**Source extract**:

--------------------------------

The Australian National University and the University of Canberra are starting the new academic year firmly under the ministerial thumb.

The changes virtually sneaked through at the end of the parliamentary sitting last year in an avalanche of legislation. They affect all universities, but the ANU and UC are affected most.

The changes put an end to parliamentary setting of funds for individual universities administered through the states. In its place is a system where the Minister alone determines the funds. The difference may not sound much, but read on. It will have a huge impact in the independence of universities and ultimately academic freedom, which is one of the important legs of our democracy.

Some academics refer to it as the Dawkinisation of the universities. It has a nice ring about it.

The Minister, John Dawkins, puts it another way. He says his new arrangement will give the universities greater freedom because their grants will no longer be divided into capital and running costs. They will get composite grants which they can apply as they like.

However, a look at the legislation shows differently, especially for ANU and UC. ANU and UC used to have funds applied under their own Acts. Parliament would give them money, and it would be there for all to see as part of the budget. ANU and UC coudl then spend their appropriation much as they pleased. That position was repealed in a schedule to the Higher Education Funding Amendment Act. ANU and UC are now dragged in with other universities. Their funding, too, has been changed.

Under the old system, each university got an identifiable grant which was handed to the states to administer. It was appropriated by Parliament and the amounts for each university could be seen in the legislation and the Budget papers. The amounts could be argued between the Commonwealth and the states, argued as part of the Budget process and if the Senate did not like what was happening to a particular university or universities in general, it could request an amendment.

Under the new system, Parliament will appropriate (and, indeed, has appropriated for the next three years) a single amount for all universities. All reference to the states has been eliminated. Instead the Minister gets to divvy up the single amount among each university. Worse, the Minister does this “”only in accordance with the educational profile of the institution provided to the Minister”.

This “”educational profile” is an insidious thing.

In a democratic society which prides itself on academic freedom, the money should be just given to the university and the university be told to get on with it, subject to some reasonable accounting procedures. Under this new system, however, the universities are required to provide the Minister with their “”educational profile”. It obviously includes things like student numbers and types of courses. But it can also include things which have nothing much to do with educational excellence, but more to do with the Minister’s social agenda: how many handicapped, black, or homosexual students is the university taking? Is the university complying with the Minister’s view of management? Or the Minister’s political objectives, such as starting a school for Environmental Pursuits at the University of Western Sydney which draws students from marginal seats, and so on. There is no evidence to suggest that Mr Dawkins intends to do this, but the potential is there for a future minister.

--------------------------------

**Recorded data**:

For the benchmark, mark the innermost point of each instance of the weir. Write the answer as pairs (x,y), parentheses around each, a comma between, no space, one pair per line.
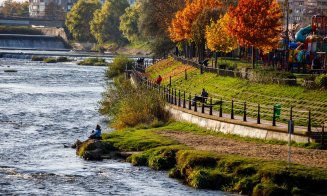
(41,42)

--------------------------------

**What to work on**:
1. Answer these questions using the article on university funding.
(a) Which two universities does the article say are affected most by the changes?
(b) In a schedule to which Act was the earlier funding position for those two universities repealed?
(c) For how many years ahead has Parliament already appropriated a single amount for all universities?
2. Reproduce the passage of the article on university funding that begins at the words "The changes virtually" and stops after the words "of our democracy.".
Use only the article on university funding to complete this work.

**Exercise results**:
1.
(a) The Australian National University (ANU) and the University of Canberra (UC).
(b) The Higher Education Funding Amendment Act.
(c) The next three years.

2.
The changes virtually sneaked through at the end of the parliamentary sitting last year in an avalanche of legislation. They affect all universities, but the ANU and UC are affected most.

The changes put an end to parliamentary setting of funds for individual universities administered through the states. In its place is a system where the Minister alone determines the funds. The difference may not sound much, but read on. It will have a huge impact in the independence of universities and ultimately academic freedom, which is one of the important legs of our democracy.